* [TRECHO]:
-*-

Muda-se a jurisprudência, ele vai lá e descreve.
Enfim, sua
grande capacidade encontra-se na atividade de descrição, o que não é um
exercício mental dos mais complexos. Aliás, não há, em seus textos, nenhuma
grande discussão complexa de direito constitucional. Se fala tanto no papel do
STF, pouquíssimo se encontram discussões sobre separação de poderes no sentido
mais dramático do termo. Se fala tanto em direitos fundamentais, não há
profundos debates sobre os principais temas que os envolvem (teorias da
justiça, teorias da interpretação jurídica a partir dos estudos mais densos a
respeito – e há muitos textos maravilhosos -, teorias sociológicas e econômicas
que lançam olhar sobre o tema). Enfim, muito aquém de uma pesquisa de fôlego.
Há um
elemento da natureza humana que deve ser lançado aqui na equação. É humanamente
inviável alguém escrever textos de fôlego querendo ser tudo na vida: ser
Ministro, ser sócio de faculdade, ser professor. Não dá! Uma pesquisa séria
demanda tempo, dedicação e muita leitura. Normalmente, os verdadeiros “grandes
juristas”, quando escrevem um livro ou mesmo um artigo de fôlego, param suas
atividades paralelas por um tempo, dedicam seu tempo a explorar os meandros do
objeto de pesquisa, sujeitam-se às críticas e comentários de seus colegas.

-*-

* [DADOS FORNECIDOS]:
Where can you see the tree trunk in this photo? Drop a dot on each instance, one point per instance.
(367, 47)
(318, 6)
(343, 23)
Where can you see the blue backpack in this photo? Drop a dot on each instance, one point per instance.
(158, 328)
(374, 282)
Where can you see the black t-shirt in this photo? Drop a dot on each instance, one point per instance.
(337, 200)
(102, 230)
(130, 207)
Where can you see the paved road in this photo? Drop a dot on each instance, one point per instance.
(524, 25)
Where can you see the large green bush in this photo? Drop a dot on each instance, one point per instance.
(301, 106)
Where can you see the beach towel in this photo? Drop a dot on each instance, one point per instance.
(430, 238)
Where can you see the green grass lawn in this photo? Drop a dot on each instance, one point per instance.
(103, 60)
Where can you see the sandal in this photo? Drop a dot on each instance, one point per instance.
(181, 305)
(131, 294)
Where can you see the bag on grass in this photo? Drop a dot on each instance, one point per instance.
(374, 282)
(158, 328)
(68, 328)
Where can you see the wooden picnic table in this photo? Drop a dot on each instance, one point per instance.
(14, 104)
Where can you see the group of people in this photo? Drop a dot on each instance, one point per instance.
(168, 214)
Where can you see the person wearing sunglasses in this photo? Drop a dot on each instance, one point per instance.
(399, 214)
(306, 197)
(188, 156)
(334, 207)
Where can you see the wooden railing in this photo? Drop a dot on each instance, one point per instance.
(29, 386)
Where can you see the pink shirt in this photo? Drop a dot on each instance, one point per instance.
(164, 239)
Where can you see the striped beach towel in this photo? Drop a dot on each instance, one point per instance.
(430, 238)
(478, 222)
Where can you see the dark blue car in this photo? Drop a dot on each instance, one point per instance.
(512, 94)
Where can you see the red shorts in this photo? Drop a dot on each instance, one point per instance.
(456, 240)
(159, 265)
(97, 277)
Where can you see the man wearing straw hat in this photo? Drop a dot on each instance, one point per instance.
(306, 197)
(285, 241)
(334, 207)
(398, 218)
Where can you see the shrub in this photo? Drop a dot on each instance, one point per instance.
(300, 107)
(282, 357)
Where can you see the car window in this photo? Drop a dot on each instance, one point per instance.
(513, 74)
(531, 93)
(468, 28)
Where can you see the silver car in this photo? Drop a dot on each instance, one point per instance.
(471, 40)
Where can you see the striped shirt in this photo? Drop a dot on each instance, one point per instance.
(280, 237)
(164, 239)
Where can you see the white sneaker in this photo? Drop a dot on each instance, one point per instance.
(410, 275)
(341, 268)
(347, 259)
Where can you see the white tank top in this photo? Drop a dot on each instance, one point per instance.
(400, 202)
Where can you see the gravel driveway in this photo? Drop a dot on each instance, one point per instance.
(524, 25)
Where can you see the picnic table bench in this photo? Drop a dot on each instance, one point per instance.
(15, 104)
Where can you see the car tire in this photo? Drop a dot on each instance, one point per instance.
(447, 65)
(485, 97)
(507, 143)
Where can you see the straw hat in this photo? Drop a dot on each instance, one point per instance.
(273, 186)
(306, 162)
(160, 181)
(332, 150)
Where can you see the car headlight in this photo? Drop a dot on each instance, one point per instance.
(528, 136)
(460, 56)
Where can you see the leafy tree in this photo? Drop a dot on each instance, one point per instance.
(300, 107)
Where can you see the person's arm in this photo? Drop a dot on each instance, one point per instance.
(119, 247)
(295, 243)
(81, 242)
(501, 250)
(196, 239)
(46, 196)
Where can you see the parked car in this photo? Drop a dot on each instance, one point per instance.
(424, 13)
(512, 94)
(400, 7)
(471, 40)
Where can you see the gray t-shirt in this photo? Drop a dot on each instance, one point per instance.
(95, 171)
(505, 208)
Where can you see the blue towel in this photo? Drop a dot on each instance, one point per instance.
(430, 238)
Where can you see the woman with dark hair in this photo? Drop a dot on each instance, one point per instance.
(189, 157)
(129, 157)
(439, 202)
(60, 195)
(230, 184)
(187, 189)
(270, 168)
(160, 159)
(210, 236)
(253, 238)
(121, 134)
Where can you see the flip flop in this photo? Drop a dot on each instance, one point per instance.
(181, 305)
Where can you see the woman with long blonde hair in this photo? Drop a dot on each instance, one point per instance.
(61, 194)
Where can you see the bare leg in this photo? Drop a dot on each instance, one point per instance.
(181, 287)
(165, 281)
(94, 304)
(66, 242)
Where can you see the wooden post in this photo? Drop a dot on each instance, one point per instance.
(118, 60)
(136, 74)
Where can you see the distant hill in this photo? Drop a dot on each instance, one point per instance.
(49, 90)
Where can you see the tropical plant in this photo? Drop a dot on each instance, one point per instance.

-*-

* [TAREFAS A RESOLVER]:
(a) Resuma o trecho sobre a produção de textos jurídicos em duas frases.
(b) Com base no trecho sobre a produção de textos jurídicos, responda:
(i) Em que atividade se encontra a grande capacidade do autor criticado?
(ii) O que demanda uma pesquisa séria?
(iii) O que fazem com suas atividades paralelas os verdadeiros "grandes juristas" quando escrevem um livro ou artigo de fôlego?
(c) Liste todas as funções que, segundo o trecho, alguém quer acumular ao "querendo ser tudo na vida".

* [RESULTADOS DOS EXERCÍCIOS]:
(a) O trecho afirma que a grande capacidade do autor criticado está na descrição e que seus textos não trazem discussões complexas de direito constitucional, como a separação de poderes, nem debates profundos sobre direitos fundamentais. Também sustenta que é humanamente inviável escrever textos de fôlego acumulando as funções de Ministro, sócio de faculdade e professor, já que uma pesquisa séria demanda tempo, dedicação e muita leitura.

(b)
(i) Na atividade de descrição.
(ii) Tempo, dedicação e muita leitura.
(iii) Param essas atividades por um tempo.

(c)
Ministro
Sócio de faculdade
Professor